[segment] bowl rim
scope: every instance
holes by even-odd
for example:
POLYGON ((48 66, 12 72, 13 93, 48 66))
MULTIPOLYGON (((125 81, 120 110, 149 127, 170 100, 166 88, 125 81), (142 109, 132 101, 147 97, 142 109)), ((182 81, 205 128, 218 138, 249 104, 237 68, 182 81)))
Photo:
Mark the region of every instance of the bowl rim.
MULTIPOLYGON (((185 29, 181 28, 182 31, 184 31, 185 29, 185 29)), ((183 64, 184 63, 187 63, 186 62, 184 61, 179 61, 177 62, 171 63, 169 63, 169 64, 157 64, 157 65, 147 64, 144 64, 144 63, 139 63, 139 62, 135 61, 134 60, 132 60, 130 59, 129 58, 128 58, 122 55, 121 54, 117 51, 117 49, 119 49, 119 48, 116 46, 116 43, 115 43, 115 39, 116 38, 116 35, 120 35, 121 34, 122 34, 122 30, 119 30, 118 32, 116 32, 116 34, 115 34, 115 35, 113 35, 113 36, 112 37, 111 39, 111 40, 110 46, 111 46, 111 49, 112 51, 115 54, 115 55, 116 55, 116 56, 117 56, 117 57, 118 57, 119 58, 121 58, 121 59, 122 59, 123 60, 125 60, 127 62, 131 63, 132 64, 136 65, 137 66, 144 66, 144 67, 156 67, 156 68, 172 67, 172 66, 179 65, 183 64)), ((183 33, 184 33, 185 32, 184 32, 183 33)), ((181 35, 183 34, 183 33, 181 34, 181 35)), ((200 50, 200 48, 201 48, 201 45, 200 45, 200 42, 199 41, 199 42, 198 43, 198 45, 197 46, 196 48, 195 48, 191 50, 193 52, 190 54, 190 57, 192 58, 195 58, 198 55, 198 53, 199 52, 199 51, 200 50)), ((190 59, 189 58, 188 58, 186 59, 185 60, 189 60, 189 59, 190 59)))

____

__Set exercise__
Reproduce all of the lines above verbatim, leaving nothing out.

__Response to the exercise__
[segment] bowl rim
scope: every instance
holes by even-odd
for example:
POLYGON ((48 66, 12 72, 13 93, 48 66))
MULTIPOLYGON (((125 81, 120 110, 149 127, 170 100, 166 88, 125 81), (142 109, 132 101, 147 97, 142 109)), ((182 81, 205 128, 218 138, 249 104, 237 68, 182 81)))
Photo:
Mark the region of every instance of the bowl rim.
MULTIPOLYGON (((185 29, 181 28, 182 31, 184 31, 185 29, 185 29)), ((183 64, 184 63, 187 63, 186 62, 184 61, 179 61, 177 62, 171 63, 169 63, 169 64, 157 64, 157 65, 147 64, 144 64, 144 63, 139 63, 139 62, 135 61, 134 60, 132 60, 130 59, 129 58, 128 58, 122 55, 121 54, 117 51, 117 49, 119 49, 119 48, 116 46, 116 43, 115 43, 115 39, 116 38, 116 35, 120 35, 121 34, 122 34, 122 30, 119 30, 118 32, 116 32, 116 34, 115 34, 115 35, 113 35, 113 36, 112 37, 111 39, 111 40, 110 46, 111 46, 111 49, 112 51, 115 54, 115 55, 116 55, 116 56, 117 56, 117 57, 118 57, 119 58, 121 58, 121 59, 122 59, 123 60, 125 60, 127 62, 131 63, 132 64, 136 65, 137 66, 144 66, 144 67, 156 67, 156 68, 172 67, 172 66, 179 65, 183 64)), ((183 33, 184 33, 185 32, 184 32, 183 33)), ((181 35, 183 34, 183 33, 181 34, 181 35)), ((200 50, 200 48, 201 48, 201 45, 200 45, 200 42, 199 41, 199 42, 198 43, 198 45, 197 46, 196 48, 195 48, 191 50, 193 52, 190 54, 190 57, 192 58, 195 58, 198 55, 198 53, 199 52, 199 51, 200 50)), ((190 59, 189 58, 188 58, 186 59, 185 60, 189 60, 189 59, 190 59)))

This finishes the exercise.